TRECHO DO TEXTO:
#####

Abriram as cancelas da importação e quem paga a conta é o produtor, critica a presidente do STR, Liane Brackmann. Ela reforça a necessidade de ampliar as campanhas de marketing para retomar a credibilidade do produto regional, prejudicado após sucessivas fraudes, incentivar o consumo de lácteos entre os jovens, definir uma política de preço mínimo, limitar as importações e prorrogar as dívidas.
Segundo Liane, caso o cenário persista, ao menos cem produtores devem migrar para outras atividades. “Vamos ter famílias vendendo patrimônio ou abatendo o rebanho para quitar as dívidas. Até quando o consumidor terá leite barato a gente não sabe. Nosso agricultor está cansado de ser explorado.”
Cobra mais transparência da indústria e pede a divulgação dos custos de produção.
“Muitos desistirão”
Para Lauro Baum, presidente do STR de Lajeado, é inviável manter a atividade. “Temos um mês de preços bons e depois o valor despenca. Depois do alívio, veio a frustração”, destaca. Cita que o produtor foi incentivado a aumentar a oferta, investir em pasto, ração e melhorias na infraestrutura e agora amarga prejuízo, sem vislumbrar um saldo positivo nos próximos meses. “Quase impossível acreditar que há dois meses o valor do litro chegou a R$ 1,60 e agora caiu para R$ 1,15. Sem falar do descontrole na importação. O consumidor não está preocupado com procedência e qualidade, e sim com o preço.”
Segundo estimativa da Fetag, nos últimos três anos, 25 mil famílias deixaram de produzir leite em todo estado. No país, a cada 11 minutos, um produtor desiste. A situação preocupa a presidente do Conselho de Desenvolvimento do Vale do Taquari (Codevat), Cíntia Agostini. “Favorece a migração para áreas urbanas, gera uma disputa por vagas de emprego, cada vez mais escassas. Diminui a renda e aumenta a desigualdade.”
Como alternativa para manter a produção, cita os modelos associativos. O Vale do Taquari aumentou em 200% a produção nos últimos 20 anos. Em 2014, a atividade movimentou R$ 350 milhões, sem considerar a industrialização, distribuição e consumidor final.

#####

DADOS FORNECIDOS:
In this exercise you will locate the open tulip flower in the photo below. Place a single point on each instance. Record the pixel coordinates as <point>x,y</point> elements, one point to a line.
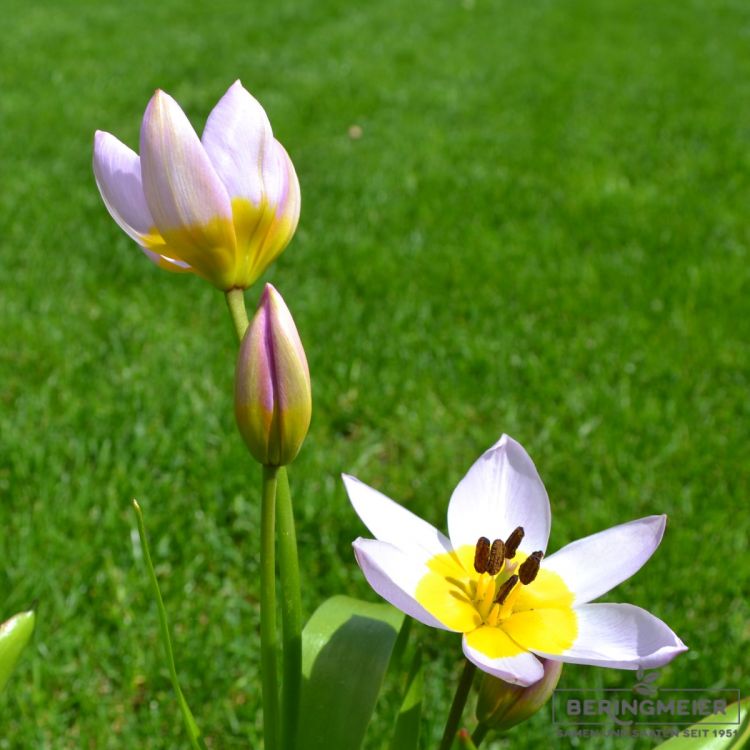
<point>492,582</point>
<point>223,206</point>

#####

TAREFAS OBRIGATÓRIAS:
a: No texto sobre a crise dos produtores de leite, quantas famílias deixaram de produzir leite no estado nos últimos três anos, segundo a estimativa da Fetag?
b: Por favor, prossiga com o texto sobre a crise dos produtores de leite a partir da última frase apresentada.

RESPOSTAS DAS TAREFAS:
a: 25 mil famílias.

b:
Esta é a terceira crise do setor, após a falência da Cooperativa Rio-Grandense de Laticínios e Correlatos (Corlac) na década de 1980 e da Parmalat nos anos 90.
Audiências mobilizam líderes
Hoje uma comitiva viaja a Brasília com o objetivo de barrar a importação de leite. Será marcada uma audiência com o governador José Ivo Sartori nos próximos dias. Ele está na França conhecendo as instalações da multinacional Lactalis e negocia novos investimentos para o RS.
Amanhã um grupo de produtores, representantes dos sindicatos e indústrias do Vale voltam a se reunir em Teutônia. Eles querem mobilizar os prefeitos para aumentar a pressão contra o Mapa e o governo estadual.
Derivados mantêm alta
Enquanto o valor do litro de leite longa vida caiu em média 20% nos supermercados nos últimos dois meses, produtos como creme de leite, queijo, leite condensado e manteiga ficaram mais caros. Acumulam de alta de até 29% desde o início do ano, como é o caso do queijo em fatias.
De acordo com o presidente do Sindilat, Alexandre Guerra, os preços são explicados pela data da fabricação. Foram embalados quando a matéria-prima ainda estava com valores altos, destaca.
Com o aumento das importações, o valor pago recuou e os derivados devem registrar queda a partir das próximas semanas, quando os novos lotes chegarem ao consumidor.
“Nos puxaram o tapete”
Com 95% dos sócios produtores de leite, estoques abarrotados e um prejuízo de R$ 2 milhões em setembro, o presidente da Cooperativa Languiru de Teutônia, Dirceu Bayer, está preocupado. Enumera a fixação de cotas, profissionalizar a gestão e a abertura de linhas de crédito como alternativas para enfrentar a crise.
Como a Languiru analisa este cenário?
Dirceu Bayer – A crise recém chegou. O quadro é muito preocupante. O produtor se preparou em função do preço mais atrativo, investiu no momento de boa remuneração e num curto espaço de tempo a situação piora e ocorre justamente o contrário do que foi desenhado há alguns meses. Em momento algum na história, houve um aumento tão grande para todos os elos da cadeia e nunca houve uma mudança tão radical no preço, oferta e procura. Realizamos reuniões para analisar e discutir propostas para amenizar o problema. Estamos do lado do produtor e essa crise reflete diretamente na cooperativa. Não adianta nos degladiar, culpar as empresas. O problema é maior – é político. Não se admite que haja tanta importação de leite em pó como ocorreu, volume cerca de 85% maior do que nos oito meses de 2015.
Quais as alternativas para amenizar os prejuízos?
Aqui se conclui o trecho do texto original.